Help calculating the False Positive Rate

John Base

Join Date: Jul 2023

Posts: 8
#1

Help calculating the False Positive Rate

24 Jul 2023, 00:40

Hello everyone,

I have a query regarding AUC and ROC curves and producing/determining the "detection rate" for different false positive rates (FPR) following the roctab function for specific values such as 5%, 10% etc. I have determined the AUC by using the following:

roctab binary_variable continuous variable, graph summary

However, I can't seem to work out if there is a way to determine the "detection rate" for different FPRs based on values such as 5% or 10% or 20%.

Please note that I am using Stata/BE version 17. The number of observations in the data set is ~3100.

Thank you
John

Last edited by John Base; 24 Jul 2023, 00:47.
Tags: None
Clyde Schechter

Join Date: Apr 2014

Posts: 29956
#2

24 Jul 2023, 11:55

However, I can't seem to work out if there is a way to determine the "detection rate" for different FPRs based on values such as 5% or 10% or 20%.

It cannot be done. The detection rate also depends on the prevalence.

▶ _Listed entries_:
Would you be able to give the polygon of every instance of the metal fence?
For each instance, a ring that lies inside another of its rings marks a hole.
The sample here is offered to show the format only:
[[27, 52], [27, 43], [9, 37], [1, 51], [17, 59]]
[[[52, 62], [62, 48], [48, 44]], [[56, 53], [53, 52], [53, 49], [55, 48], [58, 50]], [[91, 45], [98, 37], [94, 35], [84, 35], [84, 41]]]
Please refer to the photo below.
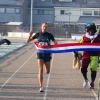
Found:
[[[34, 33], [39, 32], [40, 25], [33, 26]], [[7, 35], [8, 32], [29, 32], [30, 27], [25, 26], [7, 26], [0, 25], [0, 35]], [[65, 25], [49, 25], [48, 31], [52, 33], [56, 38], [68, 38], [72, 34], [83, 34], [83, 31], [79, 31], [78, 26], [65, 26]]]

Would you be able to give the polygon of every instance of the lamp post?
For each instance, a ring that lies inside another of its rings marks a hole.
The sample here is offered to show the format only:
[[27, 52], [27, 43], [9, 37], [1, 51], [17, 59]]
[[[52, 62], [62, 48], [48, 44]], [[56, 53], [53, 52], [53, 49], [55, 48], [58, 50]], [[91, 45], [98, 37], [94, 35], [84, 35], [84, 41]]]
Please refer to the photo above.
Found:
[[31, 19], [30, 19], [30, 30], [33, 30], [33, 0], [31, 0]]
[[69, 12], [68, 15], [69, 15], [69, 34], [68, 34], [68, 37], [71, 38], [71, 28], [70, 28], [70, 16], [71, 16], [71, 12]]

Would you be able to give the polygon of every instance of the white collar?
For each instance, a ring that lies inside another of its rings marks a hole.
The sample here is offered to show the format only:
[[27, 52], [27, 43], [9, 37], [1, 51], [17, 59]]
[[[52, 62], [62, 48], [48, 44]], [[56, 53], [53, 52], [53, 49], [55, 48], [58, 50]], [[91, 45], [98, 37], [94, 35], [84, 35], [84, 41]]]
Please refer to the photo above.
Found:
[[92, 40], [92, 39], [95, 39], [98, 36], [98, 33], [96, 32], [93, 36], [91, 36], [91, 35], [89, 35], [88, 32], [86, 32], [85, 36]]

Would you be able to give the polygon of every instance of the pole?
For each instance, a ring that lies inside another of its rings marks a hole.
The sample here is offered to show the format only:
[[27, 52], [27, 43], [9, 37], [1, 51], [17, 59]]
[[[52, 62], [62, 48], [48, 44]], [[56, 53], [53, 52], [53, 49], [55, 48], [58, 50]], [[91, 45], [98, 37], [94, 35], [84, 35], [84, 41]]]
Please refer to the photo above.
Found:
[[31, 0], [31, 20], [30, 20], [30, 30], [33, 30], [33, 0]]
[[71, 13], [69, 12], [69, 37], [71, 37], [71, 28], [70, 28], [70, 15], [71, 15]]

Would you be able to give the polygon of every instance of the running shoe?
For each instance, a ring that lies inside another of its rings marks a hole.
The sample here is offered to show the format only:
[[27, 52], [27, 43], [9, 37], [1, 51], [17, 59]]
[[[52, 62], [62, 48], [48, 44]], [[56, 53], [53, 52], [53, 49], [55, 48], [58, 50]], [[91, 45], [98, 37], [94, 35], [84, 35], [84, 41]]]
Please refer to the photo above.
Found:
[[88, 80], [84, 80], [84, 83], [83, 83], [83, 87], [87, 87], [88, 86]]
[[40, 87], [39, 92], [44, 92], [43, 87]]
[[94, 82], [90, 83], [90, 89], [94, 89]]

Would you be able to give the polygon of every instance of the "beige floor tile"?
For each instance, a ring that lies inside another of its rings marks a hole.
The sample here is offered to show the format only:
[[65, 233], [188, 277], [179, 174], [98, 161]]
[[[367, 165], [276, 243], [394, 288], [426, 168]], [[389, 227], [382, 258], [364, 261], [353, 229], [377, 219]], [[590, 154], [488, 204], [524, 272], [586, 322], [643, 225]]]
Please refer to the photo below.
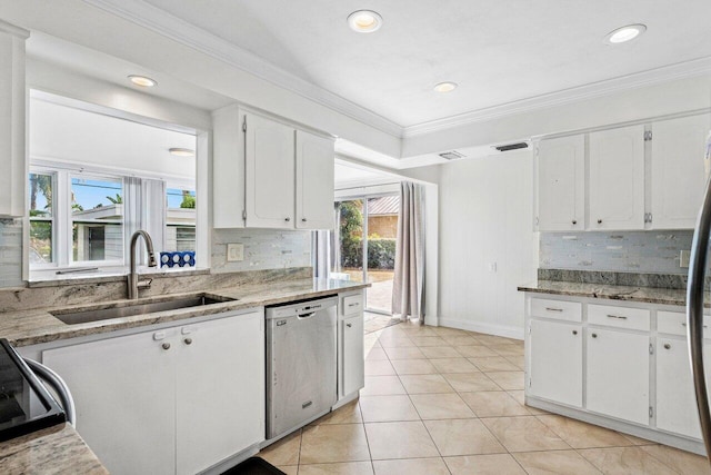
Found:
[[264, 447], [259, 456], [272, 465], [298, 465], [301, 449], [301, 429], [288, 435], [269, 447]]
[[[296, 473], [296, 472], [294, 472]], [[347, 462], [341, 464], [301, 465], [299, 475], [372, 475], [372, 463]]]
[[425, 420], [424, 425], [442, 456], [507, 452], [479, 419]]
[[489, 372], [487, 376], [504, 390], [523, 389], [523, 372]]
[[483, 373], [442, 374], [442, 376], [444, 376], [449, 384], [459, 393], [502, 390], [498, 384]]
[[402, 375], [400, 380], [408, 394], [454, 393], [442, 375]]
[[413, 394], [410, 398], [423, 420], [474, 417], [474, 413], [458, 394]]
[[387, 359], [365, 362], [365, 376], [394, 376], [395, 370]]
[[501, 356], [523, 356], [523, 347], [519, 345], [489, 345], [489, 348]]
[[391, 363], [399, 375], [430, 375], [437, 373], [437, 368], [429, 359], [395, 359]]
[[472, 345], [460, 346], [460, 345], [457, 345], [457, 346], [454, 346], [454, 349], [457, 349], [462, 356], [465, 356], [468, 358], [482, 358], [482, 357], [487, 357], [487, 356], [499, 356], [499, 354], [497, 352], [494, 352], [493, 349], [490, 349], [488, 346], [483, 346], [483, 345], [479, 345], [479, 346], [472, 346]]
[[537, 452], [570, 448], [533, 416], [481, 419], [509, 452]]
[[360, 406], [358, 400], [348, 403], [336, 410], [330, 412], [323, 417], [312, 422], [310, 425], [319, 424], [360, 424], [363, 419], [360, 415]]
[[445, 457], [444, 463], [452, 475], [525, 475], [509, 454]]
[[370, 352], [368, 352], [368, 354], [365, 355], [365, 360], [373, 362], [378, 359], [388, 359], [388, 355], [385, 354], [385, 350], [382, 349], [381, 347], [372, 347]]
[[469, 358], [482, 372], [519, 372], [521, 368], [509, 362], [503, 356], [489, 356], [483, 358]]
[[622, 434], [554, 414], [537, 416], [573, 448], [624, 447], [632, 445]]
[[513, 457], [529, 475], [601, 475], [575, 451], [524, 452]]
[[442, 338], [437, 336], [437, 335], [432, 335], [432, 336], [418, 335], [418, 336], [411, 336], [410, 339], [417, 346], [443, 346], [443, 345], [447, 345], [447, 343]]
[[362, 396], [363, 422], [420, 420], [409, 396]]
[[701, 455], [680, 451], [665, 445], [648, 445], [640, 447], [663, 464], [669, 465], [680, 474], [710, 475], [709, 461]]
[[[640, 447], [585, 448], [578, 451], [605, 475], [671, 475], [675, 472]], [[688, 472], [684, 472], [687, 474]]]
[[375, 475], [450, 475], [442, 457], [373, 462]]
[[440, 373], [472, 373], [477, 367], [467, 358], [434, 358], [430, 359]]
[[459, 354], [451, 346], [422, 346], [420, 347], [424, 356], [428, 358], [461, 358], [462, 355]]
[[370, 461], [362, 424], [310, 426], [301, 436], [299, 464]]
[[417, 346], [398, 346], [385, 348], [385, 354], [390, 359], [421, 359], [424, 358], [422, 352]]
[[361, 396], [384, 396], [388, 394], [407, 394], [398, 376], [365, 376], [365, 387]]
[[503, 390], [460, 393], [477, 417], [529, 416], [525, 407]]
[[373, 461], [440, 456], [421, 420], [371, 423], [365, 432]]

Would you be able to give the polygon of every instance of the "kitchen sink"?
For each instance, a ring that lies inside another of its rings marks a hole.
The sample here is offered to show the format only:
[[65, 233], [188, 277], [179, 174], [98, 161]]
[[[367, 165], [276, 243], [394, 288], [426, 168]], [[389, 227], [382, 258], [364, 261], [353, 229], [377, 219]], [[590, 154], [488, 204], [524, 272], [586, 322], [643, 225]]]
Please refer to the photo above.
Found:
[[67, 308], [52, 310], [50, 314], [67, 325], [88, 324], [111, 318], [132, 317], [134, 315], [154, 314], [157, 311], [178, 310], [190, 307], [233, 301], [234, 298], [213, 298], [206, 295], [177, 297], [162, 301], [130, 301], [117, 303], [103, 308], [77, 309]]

▶ _Assignment_: Continue the forum thread above on finding detection rates at fixed false positive rates in Stata, starting right after its final sentence.

▶ _Exercise answer_:
Comment
John Base

Join Date: Jul 2023

Posts: 8
#3

24 Jul 2023, 18:23

Hi Clyde,

I'm sorry, but I'm confused by your response. We have an example of a paper that has done this (they have used R), and we were trying to replicate this for our cohort of patients. Please see Table 4 in the link to the paper: https://obgyn.onlinelibrary.wiley.co...1002/uog.23593

Kind regards
John
Comment
Clyde Schechter

Join Date: Apr 2014

Posts: 29956
#4

24 Jul 2023, 20:30

Thanks for the link. They (and you, following them) are misusing terminology. The standard definition of a detection rate is: in the population as a whole, what proportion are diagnosed with the condition being tested for. It does depend on the prevalence of the condition in the population (and therefore cannot be calculated without that), and it is, most emphatically, not a measure of discrimination, although they refer to it as one. This and the fact that they do not disclose, nor apparently use, the prevalence in their analysis suggests to me that what they are calling detection rate is in fact the test sensitivity: of those in the population who actually have the condition being tested for, what proportion will be positively diagnosed. The denominators of these proportions are different; in fact they differ exactly by a factor of the prevalence.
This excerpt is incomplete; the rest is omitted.